▶ **REQUIREMENT 1**
Retype the incentive compensation passage from "(b) (1) General." to "make appropriate changes.." with no changes.
▶ **REQUIREMENT 2**
Based on the incentive compensation passage, state whether each of these statements agrees with it, answering yes or no and quoting the deciding words: (a) The employee's incentive compensation is initially based on 16.5% of a dollar value. (b) The annual bonus is computed from TGI's unaudited financial results. (c) The Compensation and Stock Option Committee may review the stated percent from time to time.
#### PASSAGE ####
Except as specifically provided herein, the computation of annual bonus will be
based upon the audited financial results of TGI.
(b) (1) General. Employee's Incentive Compensation is initially
based upon 16.5% (the "Entitled Percent") of the dollar value derived from a
formula sharing ratio of TGI's revenues. The sharing ratio is based upon TGI's
percentage increase in cumulative income before tax and incentive compensation
("IBTIC") for the current fiscal year compared to TGI's cumulative IBTIC for the
prior fiscal year, and upon certain targeted levels of TGI's IBTIC. For purposes
of determining IBTIC, Incentive Compensation includes CEO Incentive Compensation
as well as any Incentive Compensation paid under a plan which includes TGI
officers (as designated by TGI's Board of Directors) only. The Compensation and
Stock Option Committee of the Company's Board of Directors may review the
percent stated above from time to time and make appropriate changes..
#### DATASET ENTRIES ####
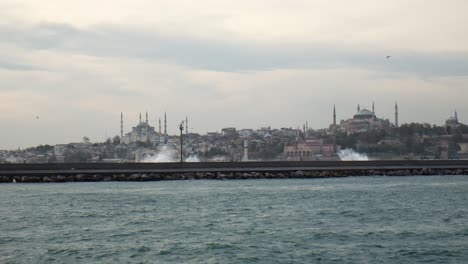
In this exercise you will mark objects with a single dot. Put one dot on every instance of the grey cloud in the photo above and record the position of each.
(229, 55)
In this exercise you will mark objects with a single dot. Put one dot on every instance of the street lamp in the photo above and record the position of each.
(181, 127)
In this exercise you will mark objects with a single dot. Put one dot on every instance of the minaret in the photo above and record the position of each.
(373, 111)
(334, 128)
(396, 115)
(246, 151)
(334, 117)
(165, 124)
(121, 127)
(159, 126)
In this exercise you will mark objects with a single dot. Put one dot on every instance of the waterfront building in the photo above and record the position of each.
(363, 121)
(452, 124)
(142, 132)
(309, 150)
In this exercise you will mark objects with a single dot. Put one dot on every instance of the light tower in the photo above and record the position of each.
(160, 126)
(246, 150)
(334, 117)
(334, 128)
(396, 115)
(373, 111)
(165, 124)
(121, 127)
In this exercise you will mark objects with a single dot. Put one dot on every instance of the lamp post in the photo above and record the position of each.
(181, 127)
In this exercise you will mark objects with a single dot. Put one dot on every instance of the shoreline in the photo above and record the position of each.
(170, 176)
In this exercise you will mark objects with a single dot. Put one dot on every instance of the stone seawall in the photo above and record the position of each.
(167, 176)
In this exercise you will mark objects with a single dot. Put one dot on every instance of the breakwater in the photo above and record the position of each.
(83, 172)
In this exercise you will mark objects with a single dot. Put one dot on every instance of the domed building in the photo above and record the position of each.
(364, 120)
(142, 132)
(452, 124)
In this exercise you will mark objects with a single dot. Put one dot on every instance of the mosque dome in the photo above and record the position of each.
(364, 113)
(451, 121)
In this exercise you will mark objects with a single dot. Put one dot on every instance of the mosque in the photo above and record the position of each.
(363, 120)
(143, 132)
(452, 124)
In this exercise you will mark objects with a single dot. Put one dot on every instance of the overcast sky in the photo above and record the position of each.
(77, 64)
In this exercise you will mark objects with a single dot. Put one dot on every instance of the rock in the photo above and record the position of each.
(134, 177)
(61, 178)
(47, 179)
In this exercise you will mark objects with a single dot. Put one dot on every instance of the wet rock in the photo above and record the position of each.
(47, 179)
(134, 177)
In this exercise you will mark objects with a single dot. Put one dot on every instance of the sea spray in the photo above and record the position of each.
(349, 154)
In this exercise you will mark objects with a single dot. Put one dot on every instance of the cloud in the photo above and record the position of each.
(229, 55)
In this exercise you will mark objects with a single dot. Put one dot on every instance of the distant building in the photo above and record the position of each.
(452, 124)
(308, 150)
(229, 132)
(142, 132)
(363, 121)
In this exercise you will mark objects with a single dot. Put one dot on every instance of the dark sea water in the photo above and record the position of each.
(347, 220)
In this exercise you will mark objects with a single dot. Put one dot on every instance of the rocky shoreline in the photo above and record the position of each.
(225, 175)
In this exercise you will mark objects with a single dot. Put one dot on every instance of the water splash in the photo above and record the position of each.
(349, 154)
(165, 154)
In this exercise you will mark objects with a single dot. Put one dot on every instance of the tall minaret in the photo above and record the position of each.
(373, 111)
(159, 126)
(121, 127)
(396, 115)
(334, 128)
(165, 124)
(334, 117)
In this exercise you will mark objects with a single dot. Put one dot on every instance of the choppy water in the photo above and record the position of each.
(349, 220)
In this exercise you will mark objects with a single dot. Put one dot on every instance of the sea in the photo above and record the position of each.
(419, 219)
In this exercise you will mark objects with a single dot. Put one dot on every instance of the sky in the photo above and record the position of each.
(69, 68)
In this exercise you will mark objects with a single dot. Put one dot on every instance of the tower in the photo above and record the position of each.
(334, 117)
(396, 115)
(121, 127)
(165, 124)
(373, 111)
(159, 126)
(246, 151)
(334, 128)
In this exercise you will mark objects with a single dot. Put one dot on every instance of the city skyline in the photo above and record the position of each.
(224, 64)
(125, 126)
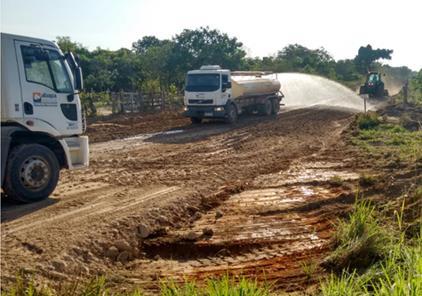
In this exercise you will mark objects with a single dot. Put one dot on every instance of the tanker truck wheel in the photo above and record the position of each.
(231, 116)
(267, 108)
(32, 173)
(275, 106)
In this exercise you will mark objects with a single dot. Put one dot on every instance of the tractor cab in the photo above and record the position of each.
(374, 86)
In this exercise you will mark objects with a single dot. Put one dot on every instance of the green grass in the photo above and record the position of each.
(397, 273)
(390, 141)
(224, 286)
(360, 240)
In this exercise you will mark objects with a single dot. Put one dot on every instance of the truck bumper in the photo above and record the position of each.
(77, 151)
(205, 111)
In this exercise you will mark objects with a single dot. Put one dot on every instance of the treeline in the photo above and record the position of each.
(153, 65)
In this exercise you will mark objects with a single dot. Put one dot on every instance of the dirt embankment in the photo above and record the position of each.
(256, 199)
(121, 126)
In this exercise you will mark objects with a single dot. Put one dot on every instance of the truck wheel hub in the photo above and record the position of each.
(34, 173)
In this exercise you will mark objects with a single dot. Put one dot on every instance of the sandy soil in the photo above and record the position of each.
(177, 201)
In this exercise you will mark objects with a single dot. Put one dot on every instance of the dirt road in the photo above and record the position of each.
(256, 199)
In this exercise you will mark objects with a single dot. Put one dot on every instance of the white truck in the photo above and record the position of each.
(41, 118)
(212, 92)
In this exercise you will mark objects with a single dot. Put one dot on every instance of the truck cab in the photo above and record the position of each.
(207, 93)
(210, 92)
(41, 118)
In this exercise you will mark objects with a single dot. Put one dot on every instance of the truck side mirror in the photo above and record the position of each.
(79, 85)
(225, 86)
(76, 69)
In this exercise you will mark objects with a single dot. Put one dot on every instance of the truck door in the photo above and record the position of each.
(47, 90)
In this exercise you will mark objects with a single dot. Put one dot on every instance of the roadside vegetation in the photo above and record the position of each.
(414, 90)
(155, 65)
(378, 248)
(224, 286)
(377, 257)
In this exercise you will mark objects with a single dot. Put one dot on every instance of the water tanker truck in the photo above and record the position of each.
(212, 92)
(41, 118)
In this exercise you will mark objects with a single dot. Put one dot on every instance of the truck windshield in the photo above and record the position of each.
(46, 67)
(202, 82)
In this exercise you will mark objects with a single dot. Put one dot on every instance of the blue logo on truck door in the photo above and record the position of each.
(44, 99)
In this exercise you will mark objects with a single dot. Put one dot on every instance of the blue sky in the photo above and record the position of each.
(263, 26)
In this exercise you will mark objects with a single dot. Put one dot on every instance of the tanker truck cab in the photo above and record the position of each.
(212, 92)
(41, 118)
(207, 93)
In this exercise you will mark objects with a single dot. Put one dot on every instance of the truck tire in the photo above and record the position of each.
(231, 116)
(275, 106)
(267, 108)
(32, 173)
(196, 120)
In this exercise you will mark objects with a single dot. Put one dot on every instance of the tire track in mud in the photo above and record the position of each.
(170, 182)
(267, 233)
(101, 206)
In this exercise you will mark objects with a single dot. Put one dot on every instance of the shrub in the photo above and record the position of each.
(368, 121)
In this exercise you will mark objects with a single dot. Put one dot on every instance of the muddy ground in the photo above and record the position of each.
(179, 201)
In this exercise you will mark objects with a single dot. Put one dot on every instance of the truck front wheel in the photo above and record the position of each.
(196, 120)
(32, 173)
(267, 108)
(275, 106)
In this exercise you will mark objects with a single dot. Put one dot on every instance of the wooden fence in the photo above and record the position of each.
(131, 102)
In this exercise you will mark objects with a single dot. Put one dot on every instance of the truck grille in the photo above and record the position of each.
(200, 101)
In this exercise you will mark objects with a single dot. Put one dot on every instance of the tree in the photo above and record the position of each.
####
▶ **WRITTEN RESPONSE 1**
(b) (1) General. Employee's Incentive Compensation is initially
based upon 16.5% (the "Entitled Percent") of the dollar value derived from a
formula sharing ratio of TGI's revenues. The sharing ratio is based upon TGI's
percentage increase in cumulative income before tax and incentive compensation
("IBTIC") for the current fiscal year compared to TGI's cumulative IBTIC for the
prior fiscal year, and upon certain targeted levels of TGI's IBTIC. For purposes
of determining IBTIC, Incentive Compensation includes CEO Incentive Compensation
as well as any Incentive Compensation paid under a plan which includes TGI
officers (as designated by TGI's Board of Directors) only. The Compensation and
Stock Option Committee of the Company's Board of Directors may review the
percent stated above from time to time and make appropriate changes..

▶ **WRITTEN RESPONSE 2**
(a) Yes: "Employee's Incentive Compensation is initially based upon 16.5%"
(b) No: "based upon the audited financial results of TGI"
(c) Yes: "may review the percent stated above from time to time"